## Start Supplied information

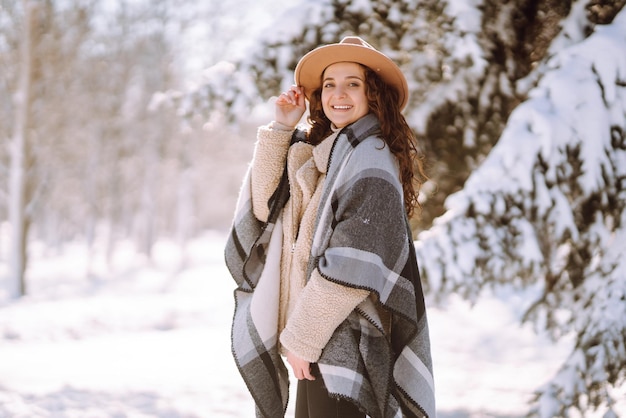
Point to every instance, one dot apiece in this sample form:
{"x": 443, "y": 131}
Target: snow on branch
{"x": 547, "y": 209}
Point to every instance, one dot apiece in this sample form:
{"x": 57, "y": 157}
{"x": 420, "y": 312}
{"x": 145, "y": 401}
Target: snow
{"x": 149, "y": 339}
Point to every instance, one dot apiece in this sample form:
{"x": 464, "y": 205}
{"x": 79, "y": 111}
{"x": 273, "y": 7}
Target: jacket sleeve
{"x": 268, "y": 164}
{"x": 321, "y": 307}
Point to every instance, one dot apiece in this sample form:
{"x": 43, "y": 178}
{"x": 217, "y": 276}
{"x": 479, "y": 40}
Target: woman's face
{"x": 343, "y": 93}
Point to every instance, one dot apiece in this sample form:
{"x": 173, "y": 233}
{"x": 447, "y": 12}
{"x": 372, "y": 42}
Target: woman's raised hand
{"x": 290, "y": 106}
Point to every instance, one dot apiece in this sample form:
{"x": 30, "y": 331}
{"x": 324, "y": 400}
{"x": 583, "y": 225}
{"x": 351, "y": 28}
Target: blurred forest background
{"x": 136, "y": 119}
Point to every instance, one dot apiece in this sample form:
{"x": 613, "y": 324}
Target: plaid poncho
{"x": 362, "y": 239}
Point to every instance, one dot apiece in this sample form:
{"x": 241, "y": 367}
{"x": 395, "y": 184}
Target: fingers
{"x": 306, "y": 373}
{"x": 294, "y": 96}
{"x": 301, "y": 368}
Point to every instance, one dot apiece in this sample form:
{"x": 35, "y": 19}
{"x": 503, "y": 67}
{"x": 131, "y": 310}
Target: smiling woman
{"x": 320, "y": 230}
{"x": 343, "y": 93}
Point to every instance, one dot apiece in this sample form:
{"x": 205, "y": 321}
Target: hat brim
{"x": 308, "y": 73}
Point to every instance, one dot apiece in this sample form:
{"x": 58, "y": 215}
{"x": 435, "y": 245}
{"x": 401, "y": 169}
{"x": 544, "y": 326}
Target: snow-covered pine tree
{"x": 546, "y": 210}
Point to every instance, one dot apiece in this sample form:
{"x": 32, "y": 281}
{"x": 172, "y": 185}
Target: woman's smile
{"x": 344, "y": 98}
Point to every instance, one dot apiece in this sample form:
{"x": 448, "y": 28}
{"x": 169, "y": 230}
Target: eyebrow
{"x": 348, "y": 77}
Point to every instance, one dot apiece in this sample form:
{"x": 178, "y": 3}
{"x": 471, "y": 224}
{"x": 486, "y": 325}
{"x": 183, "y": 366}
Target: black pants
{"x": 313, "y": 401}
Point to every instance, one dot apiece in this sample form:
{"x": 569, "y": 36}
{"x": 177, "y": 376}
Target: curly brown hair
{"x": 399, "y": 137}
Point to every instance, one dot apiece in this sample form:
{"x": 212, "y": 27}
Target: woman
{"x": 322, "y": 251}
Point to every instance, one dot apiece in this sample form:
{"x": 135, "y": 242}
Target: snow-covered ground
{"x": 152, "y": 340}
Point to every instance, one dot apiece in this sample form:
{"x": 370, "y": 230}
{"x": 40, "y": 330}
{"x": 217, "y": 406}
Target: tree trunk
{"x": 17, "y": 183}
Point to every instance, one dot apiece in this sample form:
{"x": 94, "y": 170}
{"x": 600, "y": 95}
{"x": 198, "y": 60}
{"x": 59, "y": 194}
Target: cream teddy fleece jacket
{"x": 309, "y": 312}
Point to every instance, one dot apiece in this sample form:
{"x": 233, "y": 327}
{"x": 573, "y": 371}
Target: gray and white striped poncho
{"x": 362, "y": 239}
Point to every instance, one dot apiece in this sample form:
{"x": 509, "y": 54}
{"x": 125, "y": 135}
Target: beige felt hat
{"x": 309, "y": 70}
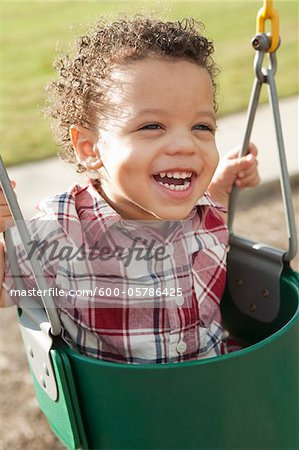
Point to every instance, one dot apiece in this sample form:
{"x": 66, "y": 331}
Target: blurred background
{"x": 32, "y": 35}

## End Supplied information

- _What you should do_
Do not include the images; transcribe the rest of the listing exactly.

- _Reply to the exercise_
Point to every instance, one dot apiece in this sample form:
{"x": 443, "y": 131}
Target: snow on branch
{"x": 547, "y": 209}
Point to every instance, one dot apiece in this sample form:
{"x": 57, "y": 157}
{"x": 420, "y": 312}
{"x": 145, "y": 401}
Target: snow
{"x": 149, "y": 339}
Point to every instance, one dot apiece in this sample form:
{"x": 464, "y": 205}
{"x": 79, "y": 111}
{"x": 273, "y": 7}
Target: jacket sleeve
{"x": 268, "y": 164}
{"x": 321, "y": 307}
Point to every instance, one dot apiece in this sample form:
{"x": 43, "y": 178}
{"x": 217, "y": 276}
{"x": 479, "y": 40}
Target: woman's face
{"x": 343, "y": 93}
Point to every instance, one dot apiece in this sample form:
{"x": 173, "y": 233}
{"x": 447, "y": 12}
{"x": 372, "y": 42}
Target: woman's raised hand
{"x": 290, "y": 106}
Point to every instance, one dot apiece in this sample form:
{"x": 30, "y": 331}
{"x": 324, "y": 400}
{"x": 583, "y": 225}
{"x": 351, "y": 28}
Target: blurred forest background
{"x": 136, "y": 119}
Point to every instance, one dot apiece in this sample form:
{"x": 613, "y": 324}
Target: plaid poncho
{"x": 362, "y": 239}
Point to every instance, one dot apiece in this sample form:
{"x": 241, "y": 367}
{"x": 395, "y": 184}
Target: fingers
{"x": 306, "y": 373}
{"x": 294, "y": 96}
{"x": 301, "y": 368}
Point to every instance, one dot apiece in this sample form:
{"x": 35, "y": 19}
{"x": 503, "y": 67}
{"x": 131, "y": 310}
Target: smiling woman
{"x": 320, "y": 230}
{"x": 343, "y": 93}
Point to every instance, one dot apiece in this sample form:
{"x": 205, "y": 321}
Target: hat brim
{"x": 308, "y": 73}
Point to every instance, one dot apiece in this sample form:
{"x": 58, "y": 215}
{"x": 435, "y": 245}
{"x": 401, "y": 169}
{"x": 544, "y": 326}
Target: snow-covered pine tree
{"x": 546, "y": 210}
Point to every instance, one dot apiece in this sample form:
{"x": 32, "y": 281}
{"x": 172, "y": 185}
Target: woman's smile
{"x": 344, "y": 98}
Point to every instance, one dot apiece in this sample form:
{"x": 448, "y": 28}
{"x": 169, "y": 230}
Target: eyebrow
{"x": 348, "y": 77}
Point to every instance, one dot apiece in this sample form:
{"x": 178, "y": 3}
{"x": 471, "y": 224}
{"x": 486, "y": 325}
{"x": 183, "y": 366}
Target: black pants
{"x": 313, "y": 401}
Point to every instance, one dot apiece in this sample form:
{"x": 569, "y": 36}
{"x": 177, "y": 376}
Target: curly brown hair
{"x": 399, "y": 137}
Point to every instance, one dot apiece in this sample form:
{"x": 212, "y": 27}
Target: woman
{"x": 322, "y": 251}
Point to every instance, one dot apiece in this sample form:
{"x": 135, "y": 242}
Target: snow-covered ground
{"x": 152, "y": 340}
Point to every instance, one dot apiece in this sample form:
{"x": 370, "y": 230}
{"x": 40, "y": 330}
{"x": 217, "y": 406}
Target: tree trunk
{"x": 17, "y": 183}
Point to every instance, one dot apiece in this sample form:
{"x": 94, "y": 170}
{"x": 600, "y": 95}
{"x": 198, "y": 60}
{"x": 59, "y": 194}
Target: cream teddy fleece jacket
{"x": 309, "y": 312}
Point to every instance, one dot apiece in this sample form:
{"x": 233, "y": 327}
{"x": 573, "y": 371}
Target: gray and white striped poncho
{"x": 362, "y": 239}
Point to every instance, one dot apiece in this sample form:
{"x": 509, "y": 54}
{"x": 125, "y": 135}
Target: beige felt hat
{"x": 309, "y": 70}
Point to every instance, one dot apiece in this sample form:
{"x": 66, "y": 331}
Target: blurred background
{"x": 32, "y": 35}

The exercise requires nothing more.